Stored items:
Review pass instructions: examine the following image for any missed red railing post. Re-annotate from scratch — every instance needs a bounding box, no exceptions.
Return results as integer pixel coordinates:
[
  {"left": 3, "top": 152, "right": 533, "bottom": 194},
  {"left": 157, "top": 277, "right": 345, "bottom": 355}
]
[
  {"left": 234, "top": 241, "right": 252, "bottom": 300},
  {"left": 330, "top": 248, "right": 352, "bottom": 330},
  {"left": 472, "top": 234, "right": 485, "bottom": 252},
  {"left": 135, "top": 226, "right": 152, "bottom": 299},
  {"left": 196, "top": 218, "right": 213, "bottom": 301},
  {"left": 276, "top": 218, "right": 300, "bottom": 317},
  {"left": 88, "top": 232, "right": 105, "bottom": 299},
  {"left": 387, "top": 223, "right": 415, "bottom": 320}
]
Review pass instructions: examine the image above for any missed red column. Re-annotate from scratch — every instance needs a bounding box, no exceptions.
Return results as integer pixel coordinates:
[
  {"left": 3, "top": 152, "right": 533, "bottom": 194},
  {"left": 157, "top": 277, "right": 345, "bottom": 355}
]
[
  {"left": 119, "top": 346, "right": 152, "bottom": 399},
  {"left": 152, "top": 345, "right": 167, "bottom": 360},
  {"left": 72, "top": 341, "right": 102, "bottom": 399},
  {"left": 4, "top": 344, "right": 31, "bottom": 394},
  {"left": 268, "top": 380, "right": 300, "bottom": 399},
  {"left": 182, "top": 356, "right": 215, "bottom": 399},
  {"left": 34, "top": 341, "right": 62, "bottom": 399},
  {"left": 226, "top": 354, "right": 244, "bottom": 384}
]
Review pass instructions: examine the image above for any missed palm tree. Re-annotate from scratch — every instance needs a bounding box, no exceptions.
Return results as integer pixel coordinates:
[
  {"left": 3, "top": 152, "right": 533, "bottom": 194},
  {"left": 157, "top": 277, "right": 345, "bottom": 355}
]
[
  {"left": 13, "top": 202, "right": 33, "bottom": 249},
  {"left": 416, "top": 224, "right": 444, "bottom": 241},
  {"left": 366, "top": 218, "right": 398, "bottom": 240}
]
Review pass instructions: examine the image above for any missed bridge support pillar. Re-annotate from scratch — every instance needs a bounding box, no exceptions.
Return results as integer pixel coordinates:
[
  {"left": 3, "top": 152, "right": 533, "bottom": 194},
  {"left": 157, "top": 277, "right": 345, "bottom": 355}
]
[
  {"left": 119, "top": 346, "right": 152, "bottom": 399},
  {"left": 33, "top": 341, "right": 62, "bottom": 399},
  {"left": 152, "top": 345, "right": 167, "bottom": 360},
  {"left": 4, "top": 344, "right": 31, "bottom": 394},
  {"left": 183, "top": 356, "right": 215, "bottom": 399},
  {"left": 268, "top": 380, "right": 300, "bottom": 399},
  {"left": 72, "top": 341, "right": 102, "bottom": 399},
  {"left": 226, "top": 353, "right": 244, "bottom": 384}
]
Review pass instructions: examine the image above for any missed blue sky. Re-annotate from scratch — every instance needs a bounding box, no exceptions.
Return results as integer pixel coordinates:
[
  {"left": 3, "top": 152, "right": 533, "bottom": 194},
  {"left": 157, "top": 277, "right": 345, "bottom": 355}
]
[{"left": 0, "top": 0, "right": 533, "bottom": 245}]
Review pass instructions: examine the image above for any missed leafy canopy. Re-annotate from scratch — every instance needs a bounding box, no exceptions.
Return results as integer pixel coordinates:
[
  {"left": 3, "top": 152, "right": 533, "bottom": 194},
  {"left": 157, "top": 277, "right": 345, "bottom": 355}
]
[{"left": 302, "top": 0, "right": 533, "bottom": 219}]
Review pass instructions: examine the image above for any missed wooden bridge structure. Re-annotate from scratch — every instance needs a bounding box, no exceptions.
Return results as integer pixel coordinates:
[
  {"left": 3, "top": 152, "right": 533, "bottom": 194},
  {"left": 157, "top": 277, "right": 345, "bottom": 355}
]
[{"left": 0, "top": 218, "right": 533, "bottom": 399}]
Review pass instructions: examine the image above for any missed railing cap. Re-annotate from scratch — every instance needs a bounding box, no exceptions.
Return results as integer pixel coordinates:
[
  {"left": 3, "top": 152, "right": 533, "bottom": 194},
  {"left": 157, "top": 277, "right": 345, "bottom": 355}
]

Exercise details: Put each line of the records into a Markdown table with the columns Row and Record line, numbering the rows and skipping blank lines. Begin at the line that contains "any missed railing" and stop after the last line of the records.

Answer below:
| Row | Record line |
|---|---|
| 1 | Review pass instructions: examine the image above for any missed railing cap. Re-annotate from scratch — every instance needs a bounding box, no exceptions. |
| 2 | Return results as integer pixel coordinates: |
| 3 | [ |
| 4 |   {"left": 3, "top": 152, "right": 533, "bottom": 194}, |
| 5 |   {"left": 157, "top": 277, "right": 345, "bottom": 355} |
| 6 | ] |